Object position labeling entries:
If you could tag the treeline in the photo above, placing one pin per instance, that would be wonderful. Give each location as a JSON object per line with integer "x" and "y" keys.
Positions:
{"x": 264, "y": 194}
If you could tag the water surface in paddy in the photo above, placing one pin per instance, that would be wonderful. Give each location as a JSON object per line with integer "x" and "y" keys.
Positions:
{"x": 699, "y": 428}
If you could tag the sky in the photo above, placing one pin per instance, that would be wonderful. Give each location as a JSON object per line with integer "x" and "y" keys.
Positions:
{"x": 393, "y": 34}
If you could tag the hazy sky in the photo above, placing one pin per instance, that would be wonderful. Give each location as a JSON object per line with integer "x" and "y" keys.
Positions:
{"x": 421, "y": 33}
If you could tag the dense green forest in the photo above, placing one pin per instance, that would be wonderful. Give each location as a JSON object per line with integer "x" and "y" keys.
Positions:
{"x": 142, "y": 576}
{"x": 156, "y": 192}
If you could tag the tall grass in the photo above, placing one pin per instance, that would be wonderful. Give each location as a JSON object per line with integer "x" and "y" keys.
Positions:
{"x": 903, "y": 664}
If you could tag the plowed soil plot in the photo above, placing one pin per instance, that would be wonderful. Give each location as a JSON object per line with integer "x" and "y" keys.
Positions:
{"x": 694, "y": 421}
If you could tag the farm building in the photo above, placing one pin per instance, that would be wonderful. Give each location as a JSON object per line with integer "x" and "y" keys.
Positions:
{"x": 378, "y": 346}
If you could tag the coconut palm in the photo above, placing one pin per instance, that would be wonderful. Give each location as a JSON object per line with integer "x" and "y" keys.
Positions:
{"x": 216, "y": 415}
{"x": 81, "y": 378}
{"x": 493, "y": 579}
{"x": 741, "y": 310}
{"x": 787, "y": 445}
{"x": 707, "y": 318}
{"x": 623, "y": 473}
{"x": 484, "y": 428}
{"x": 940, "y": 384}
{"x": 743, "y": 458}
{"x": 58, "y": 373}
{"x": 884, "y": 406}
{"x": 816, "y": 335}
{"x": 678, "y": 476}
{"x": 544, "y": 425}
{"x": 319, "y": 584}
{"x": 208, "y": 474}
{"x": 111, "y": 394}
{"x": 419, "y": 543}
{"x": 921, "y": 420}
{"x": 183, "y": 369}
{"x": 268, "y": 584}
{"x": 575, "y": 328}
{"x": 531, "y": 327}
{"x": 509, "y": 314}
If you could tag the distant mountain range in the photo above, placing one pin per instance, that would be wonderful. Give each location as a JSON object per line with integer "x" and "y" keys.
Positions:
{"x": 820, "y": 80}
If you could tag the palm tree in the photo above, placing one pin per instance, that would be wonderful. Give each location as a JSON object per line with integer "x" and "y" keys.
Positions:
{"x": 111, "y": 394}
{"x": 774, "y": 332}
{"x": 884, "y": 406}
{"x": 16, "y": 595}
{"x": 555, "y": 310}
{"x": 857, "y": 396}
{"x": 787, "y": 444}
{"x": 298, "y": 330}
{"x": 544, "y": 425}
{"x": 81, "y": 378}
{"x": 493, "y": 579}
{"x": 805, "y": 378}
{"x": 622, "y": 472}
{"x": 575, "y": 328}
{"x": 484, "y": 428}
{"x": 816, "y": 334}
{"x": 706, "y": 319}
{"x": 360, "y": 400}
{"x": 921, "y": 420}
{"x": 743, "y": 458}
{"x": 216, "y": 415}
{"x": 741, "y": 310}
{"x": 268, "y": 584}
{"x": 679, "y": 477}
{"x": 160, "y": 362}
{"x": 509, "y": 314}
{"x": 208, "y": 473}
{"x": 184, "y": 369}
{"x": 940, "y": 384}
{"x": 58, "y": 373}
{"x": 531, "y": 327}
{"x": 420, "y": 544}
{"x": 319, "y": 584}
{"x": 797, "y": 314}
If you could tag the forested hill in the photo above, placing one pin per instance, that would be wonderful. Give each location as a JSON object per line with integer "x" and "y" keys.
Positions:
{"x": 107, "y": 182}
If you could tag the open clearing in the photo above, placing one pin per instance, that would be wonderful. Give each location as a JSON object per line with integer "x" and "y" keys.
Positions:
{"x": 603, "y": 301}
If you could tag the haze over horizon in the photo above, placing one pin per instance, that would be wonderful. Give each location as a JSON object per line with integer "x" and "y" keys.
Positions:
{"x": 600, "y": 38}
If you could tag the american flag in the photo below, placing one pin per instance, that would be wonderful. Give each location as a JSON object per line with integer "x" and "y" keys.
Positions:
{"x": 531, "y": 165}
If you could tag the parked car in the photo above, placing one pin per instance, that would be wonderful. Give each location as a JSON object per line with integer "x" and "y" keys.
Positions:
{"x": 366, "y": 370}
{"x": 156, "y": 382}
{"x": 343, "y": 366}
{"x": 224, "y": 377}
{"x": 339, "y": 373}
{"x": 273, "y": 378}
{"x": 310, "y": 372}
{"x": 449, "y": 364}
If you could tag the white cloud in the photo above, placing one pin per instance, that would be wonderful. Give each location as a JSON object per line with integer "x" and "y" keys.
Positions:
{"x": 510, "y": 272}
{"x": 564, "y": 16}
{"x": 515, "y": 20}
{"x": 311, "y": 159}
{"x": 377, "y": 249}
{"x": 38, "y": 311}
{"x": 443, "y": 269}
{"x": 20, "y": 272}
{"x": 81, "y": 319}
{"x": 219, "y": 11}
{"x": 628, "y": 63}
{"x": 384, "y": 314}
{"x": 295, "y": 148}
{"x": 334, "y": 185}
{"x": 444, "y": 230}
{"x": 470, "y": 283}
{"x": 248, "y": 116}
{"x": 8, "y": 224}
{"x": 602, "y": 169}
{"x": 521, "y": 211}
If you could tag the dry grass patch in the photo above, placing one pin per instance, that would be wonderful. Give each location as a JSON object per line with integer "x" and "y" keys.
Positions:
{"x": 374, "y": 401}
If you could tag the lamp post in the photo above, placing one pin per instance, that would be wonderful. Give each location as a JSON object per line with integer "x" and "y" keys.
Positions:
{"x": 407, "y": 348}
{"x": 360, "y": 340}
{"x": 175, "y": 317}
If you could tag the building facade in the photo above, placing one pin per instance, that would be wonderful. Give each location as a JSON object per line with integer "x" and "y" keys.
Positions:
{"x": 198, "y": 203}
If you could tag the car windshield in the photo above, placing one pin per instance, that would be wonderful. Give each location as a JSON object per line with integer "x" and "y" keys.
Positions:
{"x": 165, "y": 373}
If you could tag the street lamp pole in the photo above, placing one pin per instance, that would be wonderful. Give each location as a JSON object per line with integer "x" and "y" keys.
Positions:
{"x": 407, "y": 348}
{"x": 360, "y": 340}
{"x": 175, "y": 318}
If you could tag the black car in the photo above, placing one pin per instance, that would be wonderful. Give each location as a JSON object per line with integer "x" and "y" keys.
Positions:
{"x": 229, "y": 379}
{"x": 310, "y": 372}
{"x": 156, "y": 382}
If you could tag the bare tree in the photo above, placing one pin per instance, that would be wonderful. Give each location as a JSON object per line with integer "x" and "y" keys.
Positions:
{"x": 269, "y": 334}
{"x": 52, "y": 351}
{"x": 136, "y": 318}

Task instructions
Everything from the line that contains "If you could tag the car" through the end of the records must be duplicated exactly, and nothing outside that range.

Final answer
If you could tag the car windshield in the photo above, placing one pin per instance, that would be wonderful. Give each location as a JSON object per line with integer "x" and "y" keys.
Positions:
{"x": 165, "y": 373}
If you could tag the street lamp pole in the photo above, placing one pin per instance, that would be wonderful. Give each location as a JSON object per line with integer "x" and "y" keys.
Positions:
{"x": 407, "y": 348}
{"x": 360, "y": 340}
{"x": 175, "y": 318}
If you could tag the black car in the photo above, placing one pin per instance, that would be wonderful. Give each location as a JSON object per line with integer "x" and "y" keys.
Positions:
{"x": 229, "y": 379}
{"x": 310, "y": 372}
{"x": 156, "y": 382}
If you could tag the bare tree in the photo above, placing one pin per instance, that would be wonderful. Give each location as a JSON object per line with integer "x" and "y" keys.
Positions:
{"x": 269, "y": 334}
{"x": 52, "y": 351}
{"x": 136, "y": 318}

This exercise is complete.